### EXERCISE PROMPT
Please sum up the article on fake news below in two sentences.

The Remedy for the Spread of Fake News? History Teachers
Historical literacy, and the healthy skepticism that comes with it, provides the framework for being able to discern truth from fiction
Few people would approach a complete stranger on the street for information about the pressing issues of the day, and yet that is just how many behave on the internet. In the wake of the 2016 election, reporting from Buzzfeed and other outlets has made it increasingly clear that the American voter is woefully lacking in the skills needed to judge the veracity of a news website. Among the many headlines from fake news websites were reports that Pope Francis endorsed President-elect Trump, that Hillary Clinton used a body double throughout the campaign and sold weapons to ISIS.
The founders and authors of these fake news promulgators craft their stories for the sole purpose of maximizing visitor hits to in turn generate massive revenue. Their deceptions play to readers’ worst fears regardless of whether the writers themselves subscribe to the political leanings of the article's content. "It is not intended to pose an alternative truth," writes author Neal Gabler, "as if there could be such a thing, but to destroy truth altogether, to set us adrift in a world of belief without facts, a world where there is no defense against lies." In comparison with news outlets (and other sites) that offer ideologically biased takes on the most pressing issues of the day, fake news operations occupy a unique place on the web and constitute an obvious and menacing threat to unsuspecting visitors. The inability of so many readers to distinguish between the two, and knowing when to steer clear of a website altogether, is undoubtedly concerning.

### RECORDED INFORMATION
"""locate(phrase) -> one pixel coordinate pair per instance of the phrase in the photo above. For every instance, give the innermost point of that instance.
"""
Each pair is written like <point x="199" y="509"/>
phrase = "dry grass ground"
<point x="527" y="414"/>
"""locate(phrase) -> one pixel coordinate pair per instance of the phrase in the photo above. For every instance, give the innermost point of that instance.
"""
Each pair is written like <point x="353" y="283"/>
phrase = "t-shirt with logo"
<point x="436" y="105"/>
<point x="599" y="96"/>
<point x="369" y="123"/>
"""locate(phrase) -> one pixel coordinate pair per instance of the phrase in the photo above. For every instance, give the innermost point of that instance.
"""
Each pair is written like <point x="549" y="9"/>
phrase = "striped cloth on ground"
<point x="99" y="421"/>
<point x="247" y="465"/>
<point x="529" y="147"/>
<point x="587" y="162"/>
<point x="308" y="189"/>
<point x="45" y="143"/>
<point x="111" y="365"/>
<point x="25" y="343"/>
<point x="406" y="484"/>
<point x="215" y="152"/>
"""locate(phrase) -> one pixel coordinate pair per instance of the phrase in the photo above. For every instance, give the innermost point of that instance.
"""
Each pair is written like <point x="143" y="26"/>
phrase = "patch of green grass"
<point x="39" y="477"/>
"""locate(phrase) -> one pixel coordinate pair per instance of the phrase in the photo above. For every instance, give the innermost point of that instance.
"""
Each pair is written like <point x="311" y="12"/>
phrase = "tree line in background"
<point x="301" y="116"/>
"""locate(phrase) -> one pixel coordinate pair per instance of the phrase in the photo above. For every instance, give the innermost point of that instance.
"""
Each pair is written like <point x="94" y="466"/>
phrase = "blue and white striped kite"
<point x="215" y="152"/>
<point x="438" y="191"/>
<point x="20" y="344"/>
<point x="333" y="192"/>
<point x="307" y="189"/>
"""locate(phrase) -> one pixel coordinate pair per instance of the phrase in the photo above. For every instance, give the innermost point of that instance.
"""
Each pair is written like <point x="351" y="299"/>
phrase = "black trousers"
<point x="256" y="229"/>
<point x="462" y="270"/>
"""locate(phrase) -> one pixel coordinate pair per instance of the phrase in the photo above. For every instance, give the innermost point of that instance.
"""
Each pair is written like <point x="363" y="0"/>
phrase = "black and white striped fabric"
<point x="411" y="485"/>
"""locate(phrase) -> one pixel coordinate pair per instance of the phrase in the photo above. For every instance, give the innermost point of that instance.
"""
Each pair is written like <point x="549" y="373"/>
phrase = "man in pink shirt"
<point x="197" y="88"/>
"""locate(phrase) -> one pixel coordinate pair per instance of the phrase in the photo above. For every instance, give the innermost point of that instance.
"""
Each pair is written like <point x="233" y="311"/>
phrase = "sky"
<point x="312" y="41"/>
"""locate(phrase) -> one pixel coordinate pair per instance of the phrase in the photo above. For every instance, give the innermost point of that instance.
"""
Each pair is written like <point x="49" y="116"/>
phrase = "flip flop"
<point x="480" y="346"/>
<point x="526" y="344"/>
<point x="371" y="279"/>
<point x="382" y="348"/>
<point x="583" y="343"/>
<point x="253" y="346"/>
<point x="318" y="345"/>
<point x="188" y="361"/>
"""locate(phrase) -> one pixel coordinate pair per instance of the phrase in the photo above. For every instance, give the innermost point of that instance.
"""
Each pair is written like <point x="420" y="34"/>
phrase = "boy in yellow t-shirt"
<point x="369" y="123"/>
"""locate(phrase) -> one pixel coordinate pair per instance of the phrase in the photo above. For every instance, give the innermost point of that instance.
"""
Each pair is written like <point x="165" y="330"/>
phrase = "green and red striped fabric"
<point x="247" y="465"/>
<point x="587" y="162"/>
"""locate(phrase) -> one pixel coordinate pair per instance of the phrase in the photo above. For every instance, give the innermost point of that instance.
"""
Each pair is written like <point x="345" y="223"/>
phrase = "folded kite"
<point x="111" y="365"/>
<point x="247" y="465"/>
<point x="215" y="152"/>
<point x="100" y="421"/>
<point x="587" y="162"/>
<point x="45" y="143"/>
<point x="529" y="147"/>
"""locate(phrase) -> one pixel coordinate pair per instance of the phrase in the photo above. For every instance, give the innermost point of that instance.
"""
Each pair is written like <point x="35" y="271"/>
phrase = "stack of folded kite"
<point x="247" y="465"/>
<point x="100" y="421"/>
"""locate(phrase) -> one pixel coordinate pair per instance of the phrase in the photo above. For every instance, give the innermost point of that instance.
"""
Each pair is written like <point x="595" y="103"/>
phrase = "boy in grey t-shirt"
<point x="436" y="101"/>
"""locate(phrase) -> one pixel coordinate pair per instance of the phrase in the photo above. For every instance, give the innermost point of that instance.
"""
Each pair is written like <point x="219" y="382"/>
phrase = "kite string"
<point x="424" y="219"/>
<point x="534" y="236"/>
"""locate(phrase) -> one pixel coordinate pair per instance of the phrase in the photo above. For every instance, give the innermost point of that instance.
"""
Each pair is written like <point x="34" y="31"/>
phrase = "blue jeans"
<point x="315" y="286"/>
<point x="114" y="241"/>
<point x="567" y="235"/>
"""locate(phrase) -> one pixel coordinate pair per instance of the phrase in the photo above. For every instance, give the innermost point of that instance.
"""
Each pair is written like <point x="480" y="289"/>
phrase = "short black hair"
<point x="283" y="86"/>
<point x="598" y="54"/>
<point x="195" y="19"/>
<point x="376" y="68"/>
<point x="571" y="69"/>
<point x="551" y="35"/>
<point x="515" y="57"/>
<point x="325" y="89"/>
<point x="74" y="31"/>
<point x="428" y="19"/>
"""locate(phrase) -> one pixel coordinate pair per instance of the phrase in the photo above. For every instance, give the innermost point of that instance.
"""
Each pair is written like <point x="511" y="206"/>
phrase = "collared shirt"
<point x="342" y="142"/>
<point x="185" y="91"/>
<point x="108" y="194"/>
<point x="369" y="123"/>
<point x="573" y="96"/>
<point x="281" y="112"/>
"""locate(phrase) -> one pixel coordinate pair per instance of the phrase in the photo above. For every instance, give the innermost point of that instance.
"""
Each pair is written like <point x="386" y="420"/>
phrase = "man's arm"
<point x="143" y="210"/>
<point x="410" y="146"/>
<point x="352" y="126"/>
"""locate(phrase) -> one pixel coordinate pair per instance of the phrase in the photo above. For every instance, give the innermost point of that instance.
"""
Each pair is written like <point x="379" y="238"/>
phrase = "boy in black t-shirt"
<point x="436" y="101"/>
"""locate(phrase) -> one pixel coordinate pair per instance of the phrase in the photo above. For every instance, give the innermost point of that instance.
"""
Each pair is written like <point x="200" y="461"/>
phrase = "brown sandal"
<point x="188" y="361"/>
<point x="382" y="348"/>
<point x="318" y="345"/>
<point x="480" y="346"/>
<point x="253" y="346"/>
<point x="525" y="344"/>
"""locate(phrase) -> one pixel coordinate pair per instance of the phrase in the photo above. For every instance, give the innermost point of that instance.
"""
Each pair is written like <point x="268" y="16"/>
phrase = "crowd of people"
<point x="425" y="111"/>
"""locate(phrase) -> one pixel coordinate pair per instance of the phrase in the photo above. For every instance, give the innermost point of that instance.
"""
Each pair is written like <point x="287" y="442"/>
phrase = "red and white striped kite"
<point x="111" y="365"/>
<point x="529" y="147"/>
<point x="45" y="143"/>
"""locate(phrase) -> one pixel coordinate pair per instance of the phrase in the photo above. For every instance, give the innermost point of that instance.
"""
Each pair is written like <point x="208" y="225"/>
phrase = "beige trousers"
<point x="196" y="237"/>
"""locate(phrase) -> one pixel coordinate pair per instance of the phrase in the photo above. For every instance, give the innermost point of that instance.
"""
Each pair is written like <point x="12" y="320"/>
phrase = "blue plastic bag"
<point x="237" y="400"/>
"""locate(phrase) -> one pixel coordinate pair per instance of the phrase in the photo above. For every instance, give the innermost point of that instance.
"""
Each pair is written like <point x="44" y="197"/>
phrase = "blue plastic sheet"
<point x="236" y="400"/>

==

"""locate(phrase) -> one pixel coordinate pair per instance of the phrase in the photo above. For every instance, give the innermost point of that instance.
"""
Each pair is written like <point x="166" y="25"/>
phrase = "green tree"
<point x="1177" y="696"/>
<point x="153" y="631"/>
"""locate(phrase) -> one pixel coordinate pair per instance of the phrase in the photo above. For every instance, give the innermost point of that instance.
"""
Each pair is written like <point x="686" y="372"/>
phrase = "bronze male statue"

### REPLY
Many people accept information from unfamiliar websites as they never would from a stranger on the street, and reporting after the 2016 election showed that American voters often lack the skills to judge whether a news site is truthful. Fake news sites craft stories, such as the claim that Pope Francis endorsed Trump, solely to attract visitors and generate revenue, and historical literacy, with the healthy skepticism it brings, provides a framework for telling truth from fiction.